D'après les informations
a) Dans le texte sur les dessinateurs à Lyon, quelle sculpture Djief a-t-il choisi de dessiner ?
b) Poursuivez le texte sur les dessinateurs à Lyon après sa dernière phrase.
___ Extrait
Chaque dessinateur devait en effet choisir quelques œuvres dans une liste proposée par cette vénérable institution. Exercice intimidant. " Je suis content, c’était mon premier choix" confie le dessinateur Djief (Broadway, éditions Quadrant), qui a choisi de croquer la sculpture La Folle Danseuse connue aussi sous le titre La Vierge folle (1912) de l’artiste belge Rik Wouters.
"J’ai déjà réalisé ce type d’exercice à Québec en avril et je suis ravi de pouvoir renouveler l’expérience içi, à Lyon" explique-t-il.
Comment chaque auteur a-t-il vécu ce moment privilégié de la création ? Certains discutent avec les visiteurs, répondent à leurs questions. Jean-Yves Mitton (Le Garde républicain, Hexagon comics) devant L de Fredéric Auguste Bartholdi, les fait même participer à sa réalisation : "que met-on sous les eaux ?, demande-t-il à son public, des détritus, non ? il y en a malheureusement beaucoup !" Mitton aidé des visiteurs créera un mini-comics de quatre planches sur le thème de la liberté et de l’écologie.
______
___ Données fournies
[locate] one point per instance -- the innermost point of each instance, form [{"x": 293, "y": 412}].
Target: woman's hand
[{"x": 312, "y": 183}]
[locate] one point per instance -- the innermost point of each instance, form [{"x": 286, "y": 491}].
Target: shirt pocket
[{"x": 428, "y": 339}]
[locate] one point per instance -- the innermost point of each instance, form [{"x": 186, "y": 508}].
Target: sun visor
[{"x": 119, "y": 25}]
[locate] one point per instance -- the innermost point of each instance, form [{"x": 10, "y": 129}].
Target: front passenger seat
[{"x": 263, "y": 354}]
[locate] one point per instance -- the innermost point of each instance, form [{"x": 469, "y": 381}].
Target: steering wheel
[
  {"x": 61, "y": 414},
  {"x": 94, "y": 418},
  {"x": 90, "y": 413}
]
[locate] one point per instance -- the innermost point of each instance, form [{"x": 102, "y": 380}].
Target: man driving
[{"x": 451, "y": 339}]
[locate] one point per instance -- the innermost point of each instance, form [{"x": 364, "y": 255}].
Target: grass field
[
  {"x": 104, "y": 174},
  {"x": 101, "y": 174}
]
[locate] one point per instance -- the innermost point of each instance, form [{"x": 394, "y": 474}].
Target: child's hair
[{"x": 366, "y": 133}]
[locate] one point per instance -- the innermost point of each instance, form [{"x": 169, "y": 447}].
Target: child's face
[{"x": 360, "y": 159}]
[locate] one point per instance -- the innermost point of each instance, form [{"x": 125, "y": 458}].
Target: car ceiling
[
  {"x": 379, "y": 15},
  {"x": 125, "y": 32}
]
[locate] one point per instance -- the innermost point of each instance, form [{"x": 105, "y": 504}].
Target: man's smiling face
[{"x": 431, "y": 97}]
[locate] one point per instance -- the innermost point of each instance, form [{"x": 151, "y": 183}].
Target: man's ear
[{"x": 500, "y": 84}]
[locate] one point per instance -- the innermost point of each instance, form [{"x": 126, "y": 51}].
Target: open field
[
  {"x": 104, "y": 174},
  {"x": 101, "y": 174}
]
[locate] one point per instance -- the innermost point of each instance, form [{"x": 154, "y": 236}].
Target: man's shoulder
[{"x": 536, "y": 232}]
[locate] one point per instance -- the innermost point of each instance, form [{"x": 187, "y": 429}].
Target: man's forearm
______
___ Données fournies
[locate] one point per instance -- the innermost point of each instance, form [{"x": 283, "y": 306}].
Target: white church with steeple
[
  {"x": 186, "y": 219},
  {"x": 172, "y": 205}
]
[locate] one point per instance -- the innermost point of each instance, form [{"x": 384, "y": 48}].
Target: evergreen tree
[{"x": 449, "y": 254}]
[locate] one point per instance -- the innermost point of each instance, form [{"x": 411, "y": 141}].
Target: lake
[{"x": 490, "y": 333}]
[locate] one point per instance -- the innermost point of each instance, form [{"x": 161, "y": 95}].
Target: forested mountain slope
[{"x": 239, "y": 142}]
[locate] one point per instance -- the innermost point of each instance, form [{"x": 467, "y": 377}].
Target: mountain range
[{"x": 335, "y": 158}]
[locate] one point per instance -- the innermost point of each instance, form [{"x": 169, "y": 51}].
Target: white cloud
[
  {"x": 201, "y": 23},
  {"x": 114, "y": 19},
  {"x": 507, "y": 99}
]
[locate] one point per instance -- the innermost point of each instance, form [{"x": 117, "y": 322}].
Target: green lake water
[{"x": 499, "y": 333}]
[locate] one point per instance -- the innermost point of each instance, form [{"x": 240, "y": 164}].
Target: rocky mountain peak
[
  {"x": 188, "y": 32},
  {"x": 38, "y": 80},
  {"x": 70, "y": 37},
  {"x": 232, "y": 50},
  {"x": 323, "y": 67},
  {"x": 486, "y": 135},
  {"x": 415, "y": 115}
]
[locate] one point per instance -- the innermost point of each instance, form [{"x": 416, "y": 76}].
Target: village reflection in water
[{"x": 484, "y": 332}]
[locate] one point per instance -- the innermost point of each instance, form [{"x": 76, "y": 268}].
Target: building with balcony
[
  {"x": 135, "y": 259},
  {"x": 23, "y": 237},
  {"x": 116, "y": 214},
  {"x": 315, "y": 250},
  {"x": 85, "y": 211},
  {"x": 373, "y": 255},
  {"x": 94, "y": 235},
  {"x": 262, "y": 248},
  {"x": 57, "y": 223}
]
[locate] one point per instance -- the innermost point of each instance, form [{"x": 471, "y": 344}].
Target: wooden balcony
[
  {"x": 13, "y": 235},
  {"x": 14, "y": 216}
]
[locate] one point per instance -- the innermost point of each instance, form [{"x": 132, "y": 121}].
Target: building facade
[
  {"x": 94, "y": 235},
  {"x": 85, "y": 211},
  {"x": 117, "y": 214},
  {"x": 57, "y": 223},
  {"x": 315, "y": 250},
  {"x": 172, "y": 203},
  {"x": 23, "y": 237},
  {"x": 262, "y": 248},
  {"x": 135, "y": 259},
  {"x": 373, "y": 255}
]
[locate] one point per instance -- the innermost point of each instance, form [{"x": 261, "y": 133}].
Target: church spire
______
___ Données fournies
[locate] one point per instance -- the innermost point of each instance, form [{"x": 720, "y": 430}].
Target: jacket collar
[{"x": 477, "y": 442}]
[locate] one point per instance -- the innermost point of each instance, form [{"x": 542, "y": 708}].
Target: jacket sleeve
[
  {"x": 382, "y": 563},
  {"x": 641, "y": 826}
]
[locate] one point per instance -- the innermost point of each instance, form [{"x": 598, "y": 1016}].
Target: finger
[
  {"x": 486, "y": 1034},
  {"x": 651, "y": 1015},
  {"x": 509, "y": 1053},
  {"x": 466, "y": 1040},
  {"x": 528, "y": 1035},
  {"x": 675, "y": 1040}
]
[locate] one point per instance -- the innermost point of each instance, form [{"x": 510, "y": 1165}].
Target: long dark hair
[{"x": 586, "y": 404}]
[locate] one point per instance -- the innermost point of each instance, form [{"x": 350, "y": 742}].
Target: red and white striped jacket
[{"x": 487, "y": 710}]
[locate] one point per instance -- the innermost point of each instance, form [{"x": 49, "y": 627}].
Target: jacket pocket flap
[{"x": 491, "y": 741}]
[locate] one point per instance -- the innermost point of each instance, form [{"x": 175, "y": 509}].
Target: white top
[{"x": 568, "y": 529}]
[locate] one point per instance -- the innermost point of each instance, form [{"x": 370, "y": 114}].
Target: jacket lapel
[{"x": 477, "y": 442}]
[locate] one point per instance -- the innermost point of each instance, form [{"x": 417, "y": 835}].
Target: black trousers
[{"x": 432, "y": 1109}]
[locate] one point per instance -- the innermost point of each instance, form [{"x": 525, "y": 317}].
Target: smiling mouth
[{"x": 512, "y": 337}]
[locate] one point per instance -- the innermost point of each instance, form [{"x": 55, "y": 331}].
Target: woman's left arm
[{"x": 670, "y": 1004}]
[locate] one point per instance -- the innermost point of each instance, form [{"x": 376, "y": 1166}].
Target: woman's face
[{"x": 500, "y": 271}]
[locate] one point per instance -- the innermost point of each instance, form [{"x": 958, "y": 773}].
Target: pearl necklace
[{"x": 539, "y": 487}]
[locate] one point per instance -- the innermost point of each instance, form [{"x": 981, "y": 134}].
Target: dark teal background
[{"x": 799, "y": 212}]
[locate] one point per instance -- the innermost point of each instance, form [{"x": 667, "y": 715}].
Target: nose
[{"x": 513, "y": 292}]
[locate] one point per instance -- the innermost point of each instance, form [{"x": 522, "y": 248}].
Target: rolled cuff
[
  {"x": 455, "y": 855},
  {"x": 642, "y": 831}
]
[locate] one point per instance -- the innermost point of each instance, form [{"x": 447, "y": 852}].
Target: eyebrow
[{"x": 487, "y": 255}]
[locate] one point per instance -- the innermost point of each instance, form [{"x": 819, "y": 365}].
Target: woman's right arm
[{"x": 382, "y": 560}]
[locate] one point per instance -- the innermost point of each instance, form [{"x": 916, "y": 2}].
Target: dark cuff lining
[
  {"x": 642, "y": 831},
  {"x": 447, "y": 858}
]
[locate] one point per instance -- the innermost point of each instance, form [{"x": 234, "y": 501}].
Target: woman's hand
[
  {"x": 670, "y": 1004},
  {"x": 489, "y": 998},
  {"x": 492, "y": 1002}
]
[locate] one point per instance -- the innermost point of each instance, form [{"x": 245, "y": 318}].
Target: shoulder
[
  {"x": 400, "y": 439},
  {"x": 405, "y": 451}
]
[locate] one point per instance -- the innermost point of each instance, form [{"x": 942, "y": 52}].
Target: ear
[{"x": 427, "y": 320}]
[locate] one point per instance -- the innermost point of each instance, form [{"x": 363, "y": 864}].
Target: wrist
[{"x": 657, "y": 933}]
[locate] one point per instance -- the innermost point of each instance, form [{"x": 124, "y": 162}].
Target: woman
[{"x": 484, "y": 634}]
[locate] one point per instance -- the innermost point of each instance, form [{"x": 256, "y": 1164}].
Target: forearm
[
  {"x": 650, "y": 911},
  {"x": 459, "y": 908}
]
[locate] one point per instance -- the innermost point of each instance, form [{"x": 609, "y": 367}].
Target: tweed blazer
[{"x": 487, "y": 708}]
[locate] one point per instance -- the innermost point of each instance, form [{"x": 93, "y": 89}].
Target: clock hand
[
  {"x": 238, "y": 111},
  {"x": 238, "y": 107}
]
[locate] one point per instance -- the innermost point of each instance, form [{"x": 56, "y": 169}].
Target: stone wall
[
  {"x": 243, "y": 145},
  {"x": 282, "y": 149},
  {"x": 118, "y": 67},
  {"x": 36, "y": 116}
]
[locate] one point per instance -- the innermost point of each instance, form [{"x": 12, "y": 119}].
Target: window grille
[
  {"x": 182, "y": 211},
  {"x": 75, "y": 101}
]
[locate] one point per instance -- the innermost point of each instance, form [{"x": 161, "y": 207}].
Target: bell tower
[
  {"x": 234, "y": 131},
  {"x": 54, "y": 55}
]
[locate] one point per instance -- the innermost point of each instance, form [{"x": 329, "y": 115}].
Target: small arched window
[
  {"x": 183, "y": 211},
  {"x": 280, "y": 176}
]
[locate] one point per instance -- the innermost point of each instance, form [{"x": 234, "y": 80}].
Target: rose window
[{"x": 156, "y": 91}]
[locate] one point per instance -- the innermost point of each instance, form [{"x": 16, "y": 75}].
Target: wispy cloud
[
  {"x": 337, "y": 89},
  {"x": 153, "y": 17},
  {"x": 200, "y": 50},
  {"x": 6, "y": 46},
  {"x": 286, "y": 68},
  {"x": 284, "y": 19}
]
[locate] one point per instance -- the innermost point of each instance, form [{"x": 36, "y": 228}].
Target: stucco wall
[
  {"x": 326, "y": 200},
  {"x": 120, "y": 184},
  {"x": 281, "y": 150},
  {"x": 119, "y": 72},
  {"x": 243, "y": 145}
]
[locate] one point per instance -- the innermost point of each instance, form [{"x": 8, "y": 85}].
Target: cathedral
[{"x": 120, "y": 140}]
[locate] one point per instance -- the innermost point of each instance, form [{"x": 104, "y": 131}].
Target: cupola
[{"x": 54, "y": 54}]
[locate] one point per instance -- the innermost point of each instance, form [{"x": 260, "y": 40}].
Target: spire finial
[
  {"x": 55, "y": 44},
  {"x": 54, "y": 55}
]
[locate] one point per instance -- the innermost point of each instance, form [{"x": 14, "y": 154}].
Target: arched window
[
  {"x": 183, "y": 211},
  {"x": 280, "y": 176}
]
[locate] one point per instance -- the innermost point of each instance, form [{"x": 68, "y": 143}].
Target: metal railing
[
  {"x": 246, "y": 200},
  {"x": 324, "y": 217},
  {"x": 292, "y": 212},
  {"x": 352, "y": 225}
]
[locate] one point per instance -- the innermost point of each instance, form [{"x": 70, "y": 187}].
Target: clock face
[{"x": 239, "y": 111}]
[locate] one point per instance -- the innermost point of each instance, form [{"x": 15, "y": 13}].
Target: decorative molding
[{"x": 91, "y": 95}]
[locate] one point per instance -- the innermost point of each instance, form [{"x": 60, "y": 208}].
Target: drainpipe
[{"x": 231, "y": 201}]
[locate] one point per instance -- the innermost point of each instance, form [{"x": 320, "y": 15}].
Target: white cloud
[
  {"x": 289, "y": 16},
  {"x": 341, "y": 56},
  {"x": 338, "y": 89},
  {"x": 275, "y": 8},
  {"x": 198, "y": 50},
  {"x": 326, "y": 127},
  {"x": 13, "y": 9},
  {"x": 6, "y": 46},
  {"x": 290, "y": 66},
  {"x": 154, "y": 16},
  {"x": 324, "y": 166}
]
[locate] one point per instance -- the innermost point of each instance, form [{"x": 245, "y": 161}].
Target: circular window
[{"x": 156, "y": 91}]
______
Vos réponses écrites
a) La Folle Danseuse, aussi appelée La Vierge folle (1912), de l'artiste belge Rik Wouters.

b)
Parfaitement concentrés et dans leur bulle (inévitable jeu de mots), d’autres dessinateurs sont imperturbables face à leur œuvre. C’est le cas de Florence Dupré LaTour (Cruelle, Dargaud), les écouteurs dans les oreilles, debout aux côtés de Ange et vierge, ces personnages grandeur nature en bois polychrome du XIVe siècle. Un trio oubliant le monde qui l’entoure. Sous les traits de l’artiste, apparaissent les visages des deux femmes. Les émotions sont libérées dans un noir et blanc très contemporain.
Du côté des tableaux du 19e, les spectateurs ne pipent mot. Dans un silence quasi religieux, tout le monde regarde avec émerveillement Rubén Pellejero (Corto Maltese, Sous le soleil de minuit, Casterman) reprendre Nave Nave Mahana, ce chef d’oeuvre de Gauguin. Pellejero a su retranscrire dans son adaptation toute la force des positions des corps et la vivacité des couleurs.
Œuvre détournée et comique, narration séquentielle ou hommage fidèle, les auteurs ont chacun livré leur interprétation. Laurent Verron (Boule et Bill) reprend avec humour la sculpture du Lion au serpent d’Antoine Louis Barye en remplaçant le serpent par des saucisses.
Yannick Corboz (L’Assassin qu’elle mérite, Vent d’Ouest), Marie Jaffredo (Meurtre au Mont St-Michel, Glénat), Roger (Jazz Maynard, Dargaud) et Erwann Surcouf (Pouvoir Point, Vide cocagne) ont choisi de croquer leur œuvre en mode bande dessinée.
Devant La Tamise à Charing-Cross de Claude Monet, Yannick Corboz dans un style expressionniste et romantique raconte une séparation sur le quai d’une gare...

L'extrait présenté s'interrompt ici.